Work to be completed
Find the line containing "Point to the vine" in the listing below. Repeat it exactly, along with each following line up to and including the one containing "Point to the blurred beach".

Materials provided
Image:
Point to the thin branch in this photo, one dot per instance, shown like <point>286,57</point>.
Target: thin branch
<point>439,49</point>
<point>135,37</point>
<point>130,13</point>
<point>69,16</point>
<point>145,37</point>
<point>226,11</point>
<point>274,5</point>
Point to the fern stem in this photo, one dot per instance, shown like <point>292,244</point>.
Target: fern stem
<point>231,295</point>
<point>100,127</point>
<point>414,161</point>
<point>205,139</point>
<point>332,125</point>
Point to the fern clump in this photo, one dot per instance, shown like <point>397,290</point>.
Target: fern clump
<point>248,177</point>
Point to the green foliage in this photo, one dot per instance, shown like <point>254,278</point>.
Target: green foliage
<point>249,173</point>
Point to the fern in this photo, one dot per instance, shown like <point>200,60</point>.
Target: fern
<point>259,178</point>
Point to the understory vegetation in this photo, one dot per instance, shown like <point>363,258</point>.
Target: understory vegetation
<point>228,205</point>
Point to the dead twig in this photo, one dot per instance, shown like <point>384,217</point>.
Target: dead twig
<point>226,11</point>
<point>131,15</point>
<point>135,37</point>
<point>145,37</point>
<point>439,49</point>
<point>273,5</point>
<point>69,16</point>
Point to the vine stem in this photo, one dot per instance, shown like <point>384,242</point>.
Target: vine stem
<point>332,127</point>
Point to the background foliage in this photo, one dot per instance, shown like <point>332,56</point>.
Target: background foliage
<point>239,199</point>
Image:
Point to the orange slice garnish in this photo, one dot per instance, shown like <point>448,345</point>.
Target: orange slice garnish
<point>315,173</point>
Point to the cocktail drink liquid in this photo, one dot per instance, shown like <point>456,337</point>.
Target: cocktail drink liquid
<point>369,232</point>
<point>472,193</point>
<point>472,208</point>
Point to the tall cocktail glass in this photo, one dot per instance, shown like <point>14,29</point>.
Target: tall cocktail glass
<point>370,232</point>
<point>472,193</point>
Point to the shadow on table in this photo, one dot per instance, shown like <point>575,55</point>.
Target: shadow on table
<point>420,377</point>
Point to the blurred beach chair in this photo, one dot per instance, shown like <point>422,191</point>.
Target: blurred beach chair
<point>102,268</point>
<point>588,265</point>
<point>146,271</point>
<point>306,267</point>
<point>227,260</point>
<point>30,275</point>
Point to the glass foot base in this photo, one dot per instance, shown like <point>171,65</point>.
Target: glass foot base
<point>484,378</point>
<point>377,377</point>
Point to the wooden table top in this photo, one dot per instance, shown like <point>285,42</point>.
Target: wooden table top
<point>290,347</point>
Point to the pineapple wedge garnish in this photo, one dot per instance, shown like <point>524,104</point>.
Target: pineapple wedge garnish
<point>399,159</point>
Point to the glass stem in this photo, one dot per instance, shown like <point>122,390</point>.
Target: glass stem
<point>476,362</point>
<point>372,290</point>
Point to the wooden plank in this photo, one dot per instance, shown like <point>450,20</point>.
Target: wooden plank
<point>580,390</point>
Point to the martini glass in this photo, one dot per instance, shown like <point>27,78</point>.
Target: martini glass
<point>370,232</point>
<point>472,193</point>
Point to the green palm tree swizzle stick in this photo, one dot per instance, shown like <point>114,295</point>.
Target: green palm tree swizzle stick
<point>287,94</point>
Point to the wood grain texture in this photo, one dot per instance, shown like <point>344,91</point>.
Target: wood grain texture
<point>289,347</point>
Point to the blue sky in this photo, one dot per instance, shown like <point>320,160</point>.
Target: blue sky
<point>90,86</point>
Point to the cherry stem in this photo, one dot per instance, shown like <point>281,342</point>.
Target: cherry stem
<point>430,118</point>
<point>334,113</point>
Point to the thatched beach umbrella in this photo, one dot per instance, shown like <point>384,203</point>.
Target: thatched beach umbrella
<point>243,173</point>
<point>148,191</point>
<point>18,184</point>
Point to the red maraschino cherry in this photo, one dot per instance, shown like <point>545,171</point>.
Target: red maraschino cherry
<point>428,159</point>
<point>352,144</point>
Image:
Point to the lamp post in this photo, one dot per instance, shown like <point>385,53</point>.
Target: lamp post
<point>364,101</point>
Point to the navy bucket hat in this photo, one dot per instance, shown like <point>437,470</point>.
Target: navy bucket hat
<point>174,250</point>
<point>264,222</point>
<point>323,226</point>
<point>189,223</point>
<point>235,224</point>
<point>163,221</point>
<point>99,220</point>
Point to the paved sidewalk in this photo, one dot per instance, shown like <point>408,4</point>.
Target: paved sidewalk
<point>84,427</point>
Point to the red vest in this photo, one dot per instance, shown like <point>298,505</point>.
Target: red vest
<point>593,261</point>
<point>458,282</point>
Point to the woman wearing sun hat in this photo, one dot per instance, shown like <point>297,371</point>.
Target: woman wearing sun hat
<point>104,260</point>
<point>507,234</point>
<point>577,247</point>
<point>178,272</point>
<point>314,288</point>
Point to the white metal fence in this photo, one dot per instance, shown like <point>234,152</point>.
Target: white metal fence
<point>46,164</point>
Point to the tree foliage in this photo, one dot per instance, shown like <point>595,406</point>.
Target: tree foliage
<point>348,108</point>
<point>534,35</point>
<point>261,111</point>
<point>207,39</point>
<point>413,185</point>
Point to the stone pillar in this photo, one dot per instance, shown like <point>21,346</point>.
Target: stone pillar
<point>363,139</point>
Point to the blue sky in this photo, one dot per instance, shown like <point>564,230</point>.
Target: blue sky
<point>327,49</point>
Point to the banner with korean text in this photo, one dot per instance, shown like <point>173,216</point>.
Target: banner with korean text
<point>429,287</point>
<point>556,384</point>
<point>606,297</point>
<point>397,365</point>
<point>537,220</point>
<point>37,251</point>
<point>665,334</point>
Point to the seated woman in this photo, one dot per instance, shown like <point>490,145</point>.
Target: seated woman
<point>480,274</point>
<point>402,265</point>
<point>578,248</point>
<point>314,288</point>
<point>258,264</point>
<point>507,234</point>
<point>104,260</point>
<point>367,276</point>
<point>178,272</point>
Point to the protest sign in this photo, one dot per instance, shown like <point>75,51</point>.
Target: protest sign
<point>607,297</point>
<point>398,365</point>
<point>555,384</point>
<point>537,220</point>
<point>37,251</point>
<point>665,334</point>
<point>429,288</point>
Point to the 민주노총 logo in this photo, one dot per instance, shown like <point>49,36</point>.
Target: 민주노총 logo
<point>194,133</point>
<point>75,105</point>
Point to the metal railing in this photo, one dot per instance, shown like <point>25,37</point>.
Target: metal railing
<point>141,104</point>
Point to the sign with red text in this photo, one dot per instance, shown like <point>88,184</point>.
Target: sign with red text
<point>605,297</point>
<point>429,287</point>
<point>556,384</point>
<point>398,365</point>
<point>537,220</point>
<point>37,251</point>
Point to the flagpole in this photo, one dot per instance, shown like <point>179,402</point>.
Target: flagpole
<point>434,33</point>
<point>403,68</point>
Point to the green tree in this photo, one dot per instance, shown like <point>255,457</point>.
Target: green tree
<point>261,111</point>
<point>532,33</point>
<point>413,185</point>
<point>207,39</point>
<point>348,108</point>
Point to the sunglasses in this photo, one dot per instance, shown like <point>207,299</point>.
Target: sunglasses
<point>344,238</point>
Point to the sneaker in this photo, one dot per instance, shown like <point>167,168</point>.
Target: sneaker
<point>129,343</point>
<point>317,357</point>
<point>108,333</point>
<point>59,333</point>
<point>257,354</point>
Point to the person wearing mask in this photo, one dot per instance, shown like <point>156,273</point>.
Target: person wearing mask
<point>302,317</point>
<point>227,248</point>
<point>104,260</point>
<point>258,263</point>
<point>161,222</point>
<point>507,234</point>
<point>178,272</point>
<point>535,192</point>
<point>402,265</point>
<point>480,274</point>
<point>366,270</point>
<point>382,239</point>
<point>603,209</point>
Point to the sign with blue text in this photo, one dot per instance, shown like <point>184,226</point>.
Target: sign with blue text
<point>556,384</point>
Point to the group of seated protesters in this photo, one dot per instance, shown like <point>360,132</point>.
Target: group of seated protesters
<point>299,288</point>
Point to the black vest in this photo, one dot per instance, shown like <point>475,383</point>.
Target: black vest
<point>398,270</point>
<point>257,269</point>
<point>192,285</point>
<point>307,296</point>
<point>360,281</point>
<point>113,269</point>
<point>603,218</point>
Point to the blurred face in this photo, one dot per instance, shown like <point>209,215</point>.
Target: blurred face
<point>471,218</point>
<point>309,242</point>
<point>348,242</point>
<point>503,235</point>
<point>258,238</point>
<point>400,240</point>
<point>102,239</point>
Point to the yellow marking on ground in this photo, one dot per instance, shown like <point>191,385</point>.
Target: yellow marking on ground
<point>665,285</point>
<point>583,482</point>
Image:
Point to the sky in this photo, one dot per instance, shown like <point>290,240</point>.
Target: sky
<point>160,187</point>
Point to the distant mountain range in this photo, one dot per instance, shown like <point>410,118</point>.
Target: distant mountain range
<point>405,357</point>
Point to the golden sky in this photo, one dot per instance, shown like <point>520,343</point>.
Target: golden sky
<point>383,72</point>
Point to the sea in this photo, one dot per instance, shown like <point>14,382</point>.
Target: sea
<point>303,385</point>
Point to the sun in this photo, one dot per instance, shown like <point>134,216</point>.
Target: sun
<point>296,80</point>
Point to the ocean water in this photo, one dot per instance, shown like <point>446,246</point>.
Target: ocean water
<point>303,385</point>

Your solution
Point to the vine stem in this photo, one dot per instance, shown like <point>384,242</point>.
Target: vine stem
<point>332,127</point>
Point to the background foliage in this photo, one dot per instance, shown like <point>332,56</point>.
Target: background foliage
<point>239,199</point>
Image:
Point to the orange slice garnish in this photo, one dot per instance, shown like <point>448,345</point>.
Target: orange slice garnish
<point>315,173</point>
Point to the cocktail drink liquid in this photo, one dot per instance, shown like <point>456,337</point>.
Target: cocktail drink liquid
<point>369,232</point>
<point>472,193</point>
<point>472,208</point>
Point to the tall cocktail glass in this photo, one dot per instance, shown like <point>14,29</point>.
Target: tall cocktail glass
<point>370,232</point>
<point>472,193</point>
Point to the shadow on table in this photo, one dot per instance, shown like <point>575,55</point>.
Target: shadow on table
<point>420,377</point>
Point to the blurred beach chair in this photo, one dot per instance, shown like <point>422,191</point>.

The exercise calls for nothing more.